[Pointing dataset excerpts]

· · ·

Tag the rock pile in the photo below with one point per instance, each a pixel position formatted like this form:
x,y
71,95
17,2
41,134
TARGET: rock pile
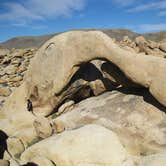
x,y
13,65
142,46
61,113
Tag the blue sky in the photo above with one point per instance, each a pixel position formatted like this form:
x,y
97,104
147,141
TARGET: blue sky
x,y
37,17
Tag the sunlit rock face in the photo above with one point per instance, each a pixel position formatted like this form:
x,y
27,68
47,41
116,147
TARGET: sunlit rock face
x,y
64,103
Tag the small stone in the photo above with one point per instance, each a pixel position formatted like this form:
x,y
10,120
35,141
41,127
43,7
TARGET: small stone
x,y
16,79
10,69
43,127
4,91
4,163
163,46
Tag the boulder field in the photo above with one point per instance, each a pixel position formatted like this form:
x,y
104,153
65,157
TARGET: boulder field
x,y
84,99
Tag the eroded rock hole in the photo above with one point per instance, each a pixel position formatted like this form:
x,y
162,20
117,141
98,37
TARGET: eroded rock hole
x,y
3,144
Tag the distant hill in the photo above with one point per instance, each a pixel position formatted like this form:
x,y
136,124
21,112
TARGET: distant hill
x,y
37,41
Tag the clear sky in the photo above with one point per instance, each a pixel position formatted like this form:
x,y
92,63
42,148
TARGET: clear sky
x,y
37,17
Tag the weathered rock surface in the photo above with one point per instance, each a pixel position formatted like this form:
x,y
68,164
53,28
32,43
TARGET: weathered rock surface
x,y
128,115
44,87
163,46
139,125
77,147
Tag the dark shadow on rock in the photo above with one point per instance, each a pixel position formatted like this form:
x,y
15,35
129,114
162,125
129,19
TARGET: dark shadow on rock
x,y
30,164
3,144
113,78
146,96
114,72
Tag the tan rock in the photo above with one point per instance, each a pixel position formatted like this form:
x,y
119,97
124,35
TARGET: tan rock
x,y
4,163
66,107
105,150
42,84
154,160
163,46
15,147
17,78
4,91
139,125
10,69
43,127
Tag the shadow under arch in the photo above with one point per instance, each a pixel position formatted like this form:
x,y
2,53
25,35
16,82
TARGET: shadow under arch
x,y
3,144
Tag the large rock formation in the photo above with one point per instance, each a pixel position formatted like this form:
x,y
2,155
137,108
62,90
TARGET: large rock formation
x,y
62,73
50,73
77,147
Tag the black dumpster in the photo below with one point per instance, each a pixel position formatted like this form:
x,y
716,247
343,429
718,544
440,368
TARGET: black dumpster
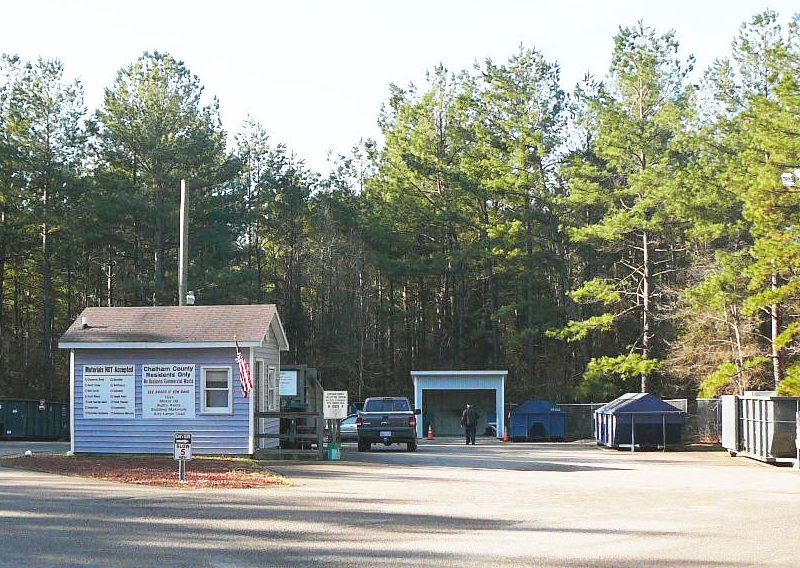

· · ·

## EXERCISE BRIEF:
Please write out again every line from the one that has "Tag the clear" through the last line, leaving out the pictures and keeping the requests unchanged. Scale each point coordinate in the answers by 2.1, rounding to whole numbers with halves going up.

## EXPECTED OUTPUT:
Tag the clear sky in the photo above with one point per instance, each a pixel position formatted like this form:
x,y
92,63
42,148
TARGET: clear sky
x,y
78,36
Tag the weathered rock surface in the photo above with one point per instance, each a pixel position formatted like this form:
x,y
68,164
53,28
32,43
TARGET: weathered rock surface
x,y
269,242
92,183
342,97
292,263
162,309
Tag the dark shadow on rock in the photo above with one point per instance, each a pixel position formatted like this form:
x,y
15,35
129,114
162,125
129,19
TARGET: dark shadow on rock
x,y
63,344
6,302
237,164
307,202
239,151
Tag the tan rock in the photo above with one point per instance, each a pixel position formatted like this form:
x,y
119,97
124,35
TARGET: tan rock
x,y
8,342
139,225
221,315
88,176
323,336
342,97
32,309
36,164
8,191
292,263
21,145
90,267
Tag the shadow under arch in the photo above with one point per instance, each a pixel position formatted like this form:
x,y
2,53
25,35
16,82
TARGET: shadow under arch
x,y
6,302
Tag the large rock formation in the photo above with one point per instance, each a pixel position formatted like this form:
x,y
2,155
137,108
62,90
TARGET: large rock formation
x,y
130,153
105,153
162,309
Tag the black dumpster in the photo below with one point per instance, each a pixel position formatted like this form:
x,y
716,247
343,429
718,544
440,368
TARGET: black dumpster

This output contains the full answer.